> [Tekst]
Nie wydaje się też zbyt prawdopodobną teza, jakoby starotestamentowy
zakaz tatuaży dotyczył tylko tych z nich, które były czynione na
pamiątkę zmarłych. To prawda, że Boży zakaz tatuowania się jest
poprzedzony napomnieniem: „Nie będziecie nacinać ciała na znak żałoby po zmarłym”
(Kapł. 19, 28), ale nie każde nacinanie swego ciała jest równoznaczne z
robieniem sobie tatuażu. Nacięcie swego ciała zasadniczo polega na
zadaniu sobie krwawej rany i to też było często czynione przez pogan w
celu uczczenia swych zmarłych. Jednak tatuowanie się jest czymś znacznie
więcej niż tylko nacięciem swego ciała, gdyż jego istotą jest
pozostawienie na sobie malunków, napisów bądź graficznych symboli.

> [Materiał do opracowania]
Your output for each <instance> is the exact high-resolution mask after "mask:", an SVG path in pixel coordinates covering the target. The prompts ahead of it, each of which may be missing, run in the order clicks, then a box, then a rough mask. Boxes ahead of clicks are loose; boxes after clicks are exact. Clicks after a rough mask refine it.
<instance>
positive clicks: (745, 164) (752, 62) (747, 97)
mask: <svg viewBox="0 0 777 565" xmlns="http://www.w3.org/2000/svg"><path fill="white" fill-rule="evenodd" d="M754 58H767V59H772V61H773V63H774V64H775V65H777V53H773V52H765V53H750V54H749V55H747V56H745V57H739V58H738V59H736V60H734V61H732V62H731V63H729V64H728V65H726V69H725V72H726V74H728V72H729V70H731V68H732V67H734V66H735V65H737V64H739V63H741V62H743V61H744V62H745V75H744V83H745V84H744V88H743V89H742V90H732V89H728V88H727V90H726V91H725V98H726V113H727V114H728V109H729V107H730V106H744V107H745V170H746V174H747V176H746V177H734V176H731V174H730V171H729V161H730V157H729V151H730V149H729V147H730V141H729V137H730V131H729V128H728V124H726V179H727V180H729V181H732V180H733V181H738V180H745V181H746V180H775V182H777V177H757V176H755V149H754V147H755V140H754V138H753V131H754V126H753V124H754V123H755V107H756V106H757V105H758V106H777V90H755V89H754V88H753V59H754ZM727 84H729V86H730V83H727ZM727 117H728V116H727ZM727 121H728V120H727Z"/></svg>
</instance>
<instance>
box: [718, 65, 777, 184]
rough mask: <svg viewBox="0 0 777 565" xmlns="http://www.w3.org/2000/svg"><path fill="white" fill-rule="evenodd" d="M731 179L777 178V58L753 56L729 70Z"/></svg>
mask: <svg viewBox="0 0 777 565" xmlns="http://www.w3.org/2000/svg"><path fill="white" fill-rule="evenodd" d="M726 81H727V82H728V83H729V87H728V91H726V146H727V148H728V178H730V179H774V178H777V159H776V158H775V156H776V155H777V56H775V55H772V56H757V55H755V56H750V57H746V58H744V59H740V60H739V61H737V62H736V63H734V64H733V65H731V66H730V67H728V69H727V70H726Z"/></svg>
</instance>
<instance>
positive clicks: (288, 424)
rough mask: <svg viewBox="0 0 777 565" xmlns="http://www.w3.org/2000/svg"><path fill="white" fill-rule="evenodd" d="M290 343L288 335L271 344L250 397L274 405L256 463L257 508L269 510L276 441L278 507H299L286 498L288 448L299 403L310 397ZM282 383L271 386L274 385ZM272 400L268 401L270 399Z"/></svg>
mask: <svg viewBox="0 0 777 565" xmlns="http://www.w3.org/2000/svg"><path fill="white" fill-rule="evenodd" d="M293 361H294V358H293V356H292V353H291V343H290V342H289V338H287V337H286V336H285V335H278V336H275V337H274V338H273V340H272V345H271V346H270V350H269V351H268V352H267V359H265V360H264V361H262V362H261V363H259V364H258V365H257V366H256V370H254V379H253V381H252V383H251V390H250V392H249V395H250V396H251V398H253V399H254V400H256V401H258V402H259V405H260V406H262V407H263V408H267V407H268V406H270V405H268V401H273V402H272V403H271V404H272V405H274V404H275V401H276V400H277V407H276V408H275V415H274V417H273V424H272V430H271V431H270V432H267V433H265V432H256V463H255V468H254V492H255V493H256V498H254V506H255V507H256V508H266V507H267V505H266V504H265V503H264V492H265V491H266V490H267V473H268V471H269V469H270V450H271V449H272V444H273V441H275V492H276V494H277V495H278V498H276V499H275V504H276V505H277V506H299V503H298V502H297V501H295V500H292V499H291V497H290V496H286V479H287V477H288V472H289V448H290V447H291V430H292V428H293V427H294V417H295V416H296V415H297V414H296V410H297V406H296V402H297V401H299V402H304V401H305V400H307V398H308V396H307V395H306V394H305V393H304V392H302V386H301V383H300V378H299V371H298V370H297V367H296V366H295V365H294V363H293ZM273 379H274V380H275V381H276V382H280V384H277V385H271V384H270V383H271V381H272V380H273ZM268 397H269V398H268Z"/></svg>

> [Pytania]
(1) Na czym według tekstu zasadniczo polega nacięcie swego ciała?
(2) Oceń, czy poniższe stwierdzenia są zgodne z tekstem. Przy każdym odpowiedz „tak” lub „nie” i przytocz rozstrzygające słowa tekstu.
(a) Tekst uznaje za bardzo prawdopodobne, że zakaz tatuaży dotyczył wyłącznie tatuaży czynionych na pamiątkę zmarłych.
(b) Poganie często nacinali swoje ciało, aby uczcić zmarłych.
(c) Według tekstu każde nacinanie ciała jest równoznaczne z robieniem sobie tatuażu.
(3) Powtórz dosłownie fragment tekstu od słów „Nie wydaje się” aż do słów „bądź graficznych symboli.” włącznie.
Pozycje pochodzą z innego źródła niż tekst.

> [Odpowiedzi według numerów]
(1) Na zadaniu sobie krwawej rany.

(2)
(a) Nie: „Nie wydaje się też zbyt prawdopodobną teza, jakoby starotestamentowy zakaz tatuaży dotyczył tylko tych z nich, które były czynione na pamiątkę zmarłych”.
(b) Tak: „to też było często czynione przez pogan w celu uczczenia swych zmarłych”.
(c) Nie: „nie każde nacinanie swego ciała jest równoznaczne z robieniem sobie tatuażu”.

(3)
Nie wydaje się też zbyt prawdopodobną teza, jakoby starotestamentowy
zakaz tatuaży dotyczył tylko tych z nich, które były czynione na
pamiątkę zmarłych. To prawda, że Boży zakaz tatuowania się jest
poprzedzony napomnieniem: „Nie będziecie nacinać ciała na znak żałoby po zmarłym”
(Kapł. 19, 28), ale nie każde nacinanie swego ciała jest równoznaczne z
robieniem sobie tatuażu. Nacięcie swego ciała zasadniczo polega na
zadaniu sobie krwawej rany i to też było często czynione przez pogan w
celu uczczenia swych zmarłych. Jednak tatuowanie się jest czymś znacznie
więcej niż tylko nacięciem swego ciała, gdyż jego istotą jest
pozostawienie na sobie malunków, napisów bądź graficznych symboli.